*Goal of the exercise*: Reproduce everything from the start of the items down to the line containing "MULTIPOLYGON (((137 280, 139", including that line, and leave the pictures out of your answer.

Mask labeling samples
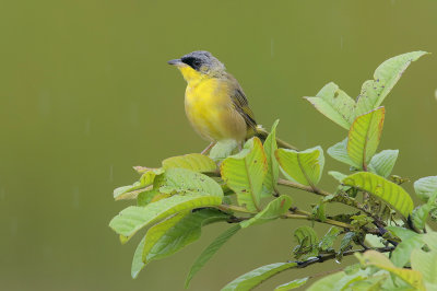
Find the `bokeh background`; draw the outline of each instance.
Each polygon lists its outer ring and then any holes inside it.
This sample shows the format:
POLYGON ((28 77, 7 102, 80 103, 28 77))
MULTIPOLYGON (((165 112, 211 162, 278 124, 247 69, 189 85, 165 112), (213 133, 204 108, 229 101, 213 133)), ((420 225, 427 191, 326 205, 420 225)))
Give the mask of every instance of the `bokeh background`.
MULTIPOLYGON (((137 280, 139 237, 107 226, 127 206, 113 189, 133 165, 199 152, 184 113, 185 81, 167 60, 216 55, 241 83, 257 120, 300 149, 345 131, 303 96, 330 81, 355 97, 389 57, 427 50, 386 100, 380 149, 400 149, 394 173, 437 174, 437 1, 1 1, 0 289, 181 290, 200 251, 227 225, 204 229, 137 280)), ((346 166, 327 158, 326 171, 346 166)), ((326 175, 329 190, 334 181, 326 175)), ((412 184, 406 185, 412 191, 412 184)), ((288 191, 296 205, 317 201, 288 191)), ((331 209, 341 211, 340 209, 331 209)), ((277 221, 238 233, 192 281, 218 290, 258 266, 291 259, 293 230, 277 221)), ((326 228, 317 225, 322 233, 326 228)), ((353 258, 344 263, 353 261, 353 258)), ((345 265, 291 270, 259 290, 345 265)))

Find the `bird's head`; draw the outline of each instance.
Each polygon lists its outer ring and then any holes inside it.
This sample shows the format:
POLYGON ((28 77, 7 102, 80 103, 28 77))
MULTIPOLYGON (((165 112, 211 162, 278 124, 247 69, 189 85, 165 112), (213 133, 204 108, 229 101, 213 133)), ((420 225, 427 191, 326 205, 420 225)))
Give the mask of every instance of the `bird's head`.
POLYGON ((196 50, 180 59, 168 61, 176 66, 187 82, 205 77, 218 77, 225 72, 225 66, 206 50, 196 50))

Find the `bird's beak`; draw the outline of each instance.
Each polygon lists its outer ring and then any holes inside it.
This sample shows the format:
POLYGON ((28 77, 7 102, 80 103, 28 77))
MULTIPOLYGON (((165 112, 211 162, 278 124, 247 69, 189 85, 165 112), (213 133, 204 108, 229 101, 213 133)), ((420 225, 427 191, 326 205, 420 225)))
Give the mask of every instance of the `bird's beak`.
POLYGON ((180 59, 173 59, 173 60, 167 61, 167 63, 172 65, 172 66, 182 66, 184 65, 184 62, 180 59))

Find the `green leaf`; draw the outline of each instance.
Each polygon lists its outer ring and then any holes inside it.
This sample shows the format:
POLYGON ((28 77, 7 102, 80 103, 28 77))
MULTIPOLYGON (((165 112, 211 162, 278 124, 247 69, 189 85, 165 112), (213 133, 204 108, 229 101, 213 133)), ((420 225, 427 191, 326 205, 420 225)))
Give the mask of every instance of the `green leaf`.
POLYGON ((305 284, 308 281, 308 279, 309 279, 309 277, 293 280, 291 282, 287 282, 285 284, 281 284, 279 287, 276 287, 274 289, 274 291, 287 291, 287 290, 292 290, 292 289, 298 288, 298 287, 305 284))
POLYGON ((344 175, 343 173, 340 173, 340 172, 336 172, 336 171, 329 171, 328 174, 331 175, 334 179, 336 179, 340 183, 342 183, 343 179, 345 177, 347 177, 347 175, 344 175))
POLYGON ((238 142, 234 139, 220 140, 210 151, 210 158, 214 161, 223 161, 229 156, 238 147, 238 142))
POLYGON ((247 291, 252 290, 255 287, 259 286, 270 277, 284 271, 286 269, 297 267, 297 263, 275 263, 259 267, 255 270, 246 272, 245 275, 238 277, 234 281, 226 284, 222 291, 247 291))
POLYGON ((412 221, 417 229, 423 230, 425 228, 429 212, 437 209, 436 199, 437 191, 429 197, 429 200, 425 205, 421 205, 413 210, 412 221))
POLYGON ((160 223, 156 223, 152 228, 150 228, 145 234, 145 242, 144 242, 144 248, 143 248, 143 263, 149 264, 147 256, 151 253, 151 249, 153 246, 162 238, 162 236, 175 224, 177 224, 184 217, 186 217, 189 212, 188 211, 182 211, 179 213, 176 213, 173 217, 169 217, 160 223))
POLYGON ((366 270, 357 270, 353 273, 341 271, 340 273, 342 277, 336 276, 338 273, 339 272, 331 275, 332 277, 324 277, 307 290, 356 290, 355 284, 368 278, 368 272, 366 270))
POLYGON ((187 168, 200 173, 211 173, 217 170, 215 162, 211 158, 200 153, 173 156, 163 161, 164 170, 174 167, 187 168))
POLYGON ((398 154, 399 150, 383 150, 375 154, 368 165, 369 171, 387 178, 393 171, 398 154))
POLYGON ((412 213, 412 221, 414 226, 416 226, 418 230, 423 230, 426 224, 426 220, 428 219, 429 212, 434 209, 435 207, 433 205, 422 205, 420 207, 416 207, 413 210, 412 213))
POLYGON ((109 226, 118 234, 127 236, 127 241, 145 225, 173 216, 175 213, 201 207, 222 203, 222 198, 206 195, 175 195, 145 207, 131 206, 123 209, 110 222, 109 226))
POLYGON ((321 114, 349 130, 354 121, 355 102, 334 83, 326 84, 316 97, 305 97, 321 114))
POLYGON ((383 107, 358 116, 352 124, 347 136, 347 154, 359 170, 366 170, 375 154, 382 133, 383 107))
MULTIPOLYGON (((224 221, 228 218, 228 214, 212 208, 200 209, 184 216, 180 221, 157 237, 158 240, 154 242, 147 252, 144 248, 144 253, 143 253, 143 256, 145 256, 144 261, 162 259, 175 254, 182 247, 199 240, 202 226, 224 221)), ((147 231, 147 235, 151 230, 147 231)))
POLYGON ((415 248, 411 254, 411 266, 423 275, 427 290, 437 290, 437 252, 415 248))
POLYGON ((319 255, 317 233, 309 226, 300 226, 294 232, 298 243, 293 253, 296 258, 307 259, 319 255))
POLYGON ((376 266, 380 269, 387 270, 398 276, 403 281, 416 288, 417 290, 425 290, 422 275, 418 271, 397 268, 390 261, 390 259, 381 253, 378 253, 376 251, 367 251, 363 255, 356 253, 355 256, 357 256, 361 261, 364 261, 366 266, 376 266))
POLYGON ((143 263, 144 242, 145 242, 145 236, 141 240, 141 242, 137 246, 135 253, 133 254, 132 267, 130 269, 130 275, 132 276, 133 279, 137 278, 138 273, 145 266, 145 264, 143 263))
POLYGON ((202 193, 223 197, 222 187, 206 175, 186 168, 168 168, 156 177, 153 188, 164 194, 202 193))
POLYGON ((227 229, 224 233, 218 235, 196 259, 192 264, 191 269, 187 276, 187 280, 185 281, 185 288, 188 288, 191 279, 194 275, 212 258, 212 256, 217 253, 217 251, 224 245, 234 234, 239 231, 241 226, 239 224, 235 224, 234 226, 227 229))
POLYGON ((413 200, 401 186, 373 173, 359 172, 352 174, 343 179, 343 184, 380 198, 405 218, 413 211, 413 200))
POLYGON ((253 218, 245 220, 239 224, 243 229, 245 229, 250 225, 262 224, 275 220, 286 213, 291 206, 292 198, 286 195, 282 195, 281 197, 277 197, 276 199, 271 201, 261 212, 256 214, 253 218))
POLYGON ((410 240, 411 237, 418 235, 417 233, 401 226, 387 226, 386 229, 392 232, 399 238, 401 238, 401 241, 406 241, 410 240))
POLYGON ((437 176, 417 179, 414 182, 414 190, 418 198, 427 202, 429 197, 437 193, 437 176))
POLYGON ((327 152, 332 159, 339 162, 345 163, 356 168, 361 167, 361 165, 356 164, 354 161, 351 160, 351 158, 349 158, 347 138, 329 148, 327 152))
POLYGON ((138 273, 149 263, 143 259, 143 253, 150 251, 150 248, 160 240, 160 237, 180 219, 182 219, 187 212, 180 212, 170 217, 152 228, 147 231, 145 236, 141 240, 133 255, 131 276, 133 279, 137 278, 138 273))
POLYGON ((320 199, 320 202, 318 205, 312 207, 312 213, 311 213, 312 219, 321 222, 324 222, 327 220, 326 203, 327 201, 322 198, 320 199))
POLYGON ((226 158, 221 166, 223 181, 237 195, 238 205, 250 211, 260 209, 267 159, 258 138, 248 140, 239 153, 226 158))
POLYGON ((264 141, 264 152, 267 158, 268 171, 264 177, 263 185, 267 188, 267 193, 274 193, 277 178, 280 176, 280 166, 277 164, 276 158, 274 156, 274 152, 277 150, 276 144, 276 126, 279 124, 279 119, 274 121, 272 126, 272 130, 264 141))
POLYGON ((340 243, 340 249, 336 253, 336 259, 342 259, 343 258, 343 253, 352 248, 352 243, 355 238, 356 234, 354 232, 347 232, 344 234, 341 243, 340 243))
POLYGON ((373 110, 381 105, 387 94, 393 89, 410 63, 426 54, 428 53, 412 51, 382 62, 376 69, 374 80, 364 82, 356 104, 355 116, 373 110))
POLYGON ((424 244, 421 235, 402 241, 391 253, 391 261, 395 267, 403 268, 410 261, 411 252, 414 248, 421 248, 424 244))
POLYGON ((423 240, 430 251, 437 252, 437 232, 433 231, 424 234, 423 240))
POLYGON ((329 229, 329 231, 324 234, 324 236, 321 238, 320 243, 319 243, 319 248, 320 251, 328 251, 330 248, 332 248, 332 246, 334 245, 334 242, 336 240, 336 237, 340 235, 341 230, 332 226, 331 229, 329 229))
POLYGON ((319 183, 324 165, 323 150, 320 147, 302 152, 279 149, 275 155, 287 178, 307 186, 319 183))

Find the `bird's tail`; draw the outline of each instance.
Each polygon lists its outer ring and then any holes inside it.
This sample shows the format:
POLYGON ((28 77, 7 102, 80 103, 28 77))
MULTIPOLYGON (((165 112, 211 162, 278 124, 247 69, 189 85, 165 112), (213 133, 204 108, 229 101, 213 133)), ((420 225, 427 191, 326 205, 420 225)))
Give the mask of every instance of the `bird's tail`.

*The completed task*:
Find the `bokeh background`; draw the outline of each instance.
Each polygon lists its outer ring and then any holes inside it.
This sample shows the format:
POLYGON ((28 77, 7 102, 80 103, 28 77))
MULTIPOLYGON (((165 112, 211 162, 278 124, 247 69, 189 85, 165 112), (213 133, 204 108, 229 101, 213 133)), ((420 225, 427 191, 326 205, 420 225)))
Give the mask of every instance of the `bokeh background`.
MULTIPOLYGON (((137 280, 139 237, 107 226, 127 206, 113 189, 133 165, 199 152, 184 113, 185 81, 167 60, 216 55, 241 83, 257 120, 300 149, 345 131, 303 96, 330 81, 355 97, 389 57, 427 50, 386 100, 380 149, 400 149, 394 173, 437 174, 437 1, 1 1, 0 289, 181 290, 200 251, 227 225, 204 229, 137 280)), ((346 166, 327 158, 326 171, 346 166)), ((326 175, 329 190, 334 181, 326 175)), ((412 184, 406 185, 412 191, 412 184)), ((288 191, 296 205, 317 201, 288 191)), ((331 209, 341 211, 340 209, 331 209)), ((277 221, 238 233, 192 281, 218 290, 258 266, 291 259, 293 230, 277 221)), ((326 228, 317 225, 322 233, 326 228)), ((353 258, 344 263, 353 261, 353 258)), ((345 265, 291 270, 259 290, 345 265)))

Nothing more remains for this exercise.